- [Extracted records]
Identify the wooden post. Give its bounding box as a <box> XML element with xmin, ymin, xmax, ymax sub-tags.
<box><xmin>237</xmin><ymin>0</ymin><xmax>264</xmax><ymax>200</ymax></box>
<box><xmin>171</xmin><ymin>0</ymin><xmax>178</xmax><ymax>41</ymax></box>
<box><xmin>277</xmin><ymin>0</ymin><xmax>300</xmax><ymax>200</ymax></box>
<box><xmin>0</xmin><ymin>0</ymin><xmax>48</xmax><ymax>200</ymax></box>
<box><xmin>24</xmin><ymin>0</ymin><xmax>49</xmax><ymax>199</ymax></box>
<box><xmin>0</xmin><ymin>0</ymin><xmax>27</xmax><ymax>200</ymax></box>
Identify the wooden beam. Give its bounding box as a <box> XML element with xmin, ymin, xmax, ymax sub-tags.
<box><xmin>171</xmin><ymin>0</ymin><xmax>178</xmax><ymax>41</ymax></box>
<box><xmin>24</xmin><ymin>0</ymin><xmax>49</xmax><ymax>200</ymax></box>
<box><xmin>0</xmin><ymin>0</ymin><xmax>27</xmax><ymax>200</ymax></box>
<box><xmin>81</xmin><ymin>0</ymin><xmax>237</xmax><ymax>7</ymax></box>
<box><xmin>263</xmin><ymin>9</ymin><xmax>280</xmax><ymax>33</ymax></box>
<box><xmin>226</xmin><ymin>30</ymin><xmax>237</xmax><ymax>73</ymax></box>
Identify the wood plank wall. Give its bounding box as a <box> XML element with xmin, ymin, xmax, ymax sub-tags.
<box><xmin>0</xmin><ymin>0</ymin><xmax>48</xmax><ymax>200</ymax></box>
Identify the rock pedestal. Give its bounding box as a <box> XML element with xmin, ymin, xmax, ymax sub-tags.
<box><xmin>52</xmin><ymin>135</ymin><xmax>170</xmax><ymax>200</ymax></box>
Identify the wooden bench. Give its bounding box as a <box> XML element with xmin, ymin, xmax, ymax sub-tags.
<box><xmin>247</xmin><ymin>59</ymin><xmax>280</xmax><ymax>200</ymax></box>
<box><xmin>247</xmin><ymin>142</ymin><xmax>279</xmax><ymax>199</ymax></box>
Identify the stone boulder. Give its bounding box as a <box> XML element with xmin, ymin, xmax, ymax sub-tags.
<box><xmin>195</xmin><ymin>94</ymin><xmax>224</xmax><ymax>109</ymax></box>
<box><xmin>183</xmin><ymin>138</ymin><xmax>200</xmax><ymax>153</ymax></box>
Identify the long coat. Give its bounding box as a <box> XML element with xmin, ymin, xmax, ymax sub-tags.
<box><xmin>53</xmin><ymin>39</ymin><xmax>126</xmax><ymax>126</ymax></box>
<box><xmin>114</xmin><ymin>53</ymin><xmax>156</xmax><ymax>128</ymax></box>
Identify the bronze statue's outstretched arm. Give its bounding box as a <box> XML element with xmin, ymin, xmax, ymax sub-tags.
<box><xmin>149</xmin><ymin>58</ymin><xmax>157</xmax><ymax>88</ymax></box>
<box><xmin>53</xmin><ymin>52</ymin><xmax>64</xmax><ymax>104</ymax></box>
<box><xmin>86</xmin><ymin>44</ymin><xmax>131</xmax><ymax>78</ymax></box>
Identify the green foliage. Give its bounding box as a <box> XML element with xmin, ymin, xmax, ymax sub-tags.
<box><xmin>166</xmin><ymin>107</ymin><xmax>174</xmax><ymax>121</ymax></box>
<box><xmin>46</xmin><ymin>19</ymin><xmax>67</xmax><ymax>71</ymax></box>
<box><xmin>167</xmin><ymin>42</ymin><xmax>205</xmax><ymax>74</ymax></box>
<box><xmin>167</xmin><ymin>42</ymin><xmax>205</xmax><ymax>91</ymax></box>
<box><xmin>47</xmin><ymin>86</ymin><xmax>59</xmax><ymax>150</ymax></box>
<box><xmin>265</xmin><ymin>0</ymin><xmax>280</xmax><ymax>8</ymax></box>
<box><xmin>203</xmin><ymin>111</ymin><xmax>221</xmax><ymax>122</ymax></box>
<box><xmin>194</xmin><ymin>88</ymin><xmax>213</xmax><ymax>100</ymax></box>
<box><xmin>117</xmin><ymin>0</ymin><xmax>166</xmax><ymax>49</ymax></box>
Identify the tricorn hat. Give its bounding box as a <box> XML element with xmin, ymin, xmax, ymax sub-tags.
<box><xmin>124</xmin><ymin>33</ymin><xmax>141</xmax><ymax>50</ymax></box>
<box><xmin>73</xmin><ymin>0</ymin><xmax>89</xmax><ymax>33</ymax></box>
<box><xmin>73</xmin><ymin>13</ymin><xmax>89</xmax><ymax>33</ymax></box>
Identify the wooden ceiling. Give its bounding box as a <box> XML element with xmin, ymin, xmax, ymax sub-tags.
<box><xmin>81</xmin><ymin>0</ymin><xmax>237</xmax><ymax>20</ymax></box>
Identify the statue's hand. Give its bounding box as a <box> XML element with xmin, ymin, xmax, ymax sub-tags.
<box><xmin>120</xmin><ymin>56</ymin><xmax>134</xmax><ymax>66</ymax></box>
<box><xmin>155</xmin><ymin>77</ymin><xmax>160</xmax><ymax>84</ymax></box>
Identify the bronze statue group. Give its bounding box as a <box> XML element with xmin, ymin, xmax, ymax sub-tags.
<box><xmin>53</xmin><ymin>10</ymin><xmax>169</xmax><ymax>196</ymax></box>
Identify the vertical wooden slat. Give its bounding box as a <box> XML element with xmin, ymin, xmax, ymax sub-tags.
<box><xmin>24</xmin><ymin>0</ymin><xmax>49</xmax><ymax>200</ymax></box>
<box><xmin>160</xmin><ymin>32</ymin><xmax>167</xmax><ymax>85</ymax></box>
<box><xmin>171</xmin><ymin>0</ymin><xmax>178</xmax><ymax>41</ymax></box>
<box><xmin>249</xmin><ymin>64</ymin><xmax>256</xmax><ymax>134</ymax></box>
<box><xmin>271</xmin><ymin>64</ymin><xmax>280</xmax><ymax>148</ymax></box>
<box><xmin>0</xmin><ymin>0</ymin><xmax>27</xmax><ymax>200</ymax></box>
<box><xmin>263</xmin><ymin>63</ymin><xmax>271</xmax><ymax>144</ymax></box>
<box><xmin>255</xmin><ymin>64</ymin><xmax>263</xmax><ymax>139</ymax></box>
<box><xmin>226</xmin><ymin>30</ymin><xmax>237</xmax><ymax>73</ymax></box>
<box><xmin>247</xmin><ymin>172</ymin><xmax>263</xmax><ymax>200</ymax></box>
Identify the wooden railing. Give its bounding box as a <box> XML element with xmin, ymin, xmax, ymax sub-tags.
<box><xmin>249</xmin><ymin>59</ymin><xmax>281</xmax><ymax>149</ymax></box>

- [The request] Count the lines above that contain the string "statue", matching case exactly, and give only the number.

- [Output of the exercise] 3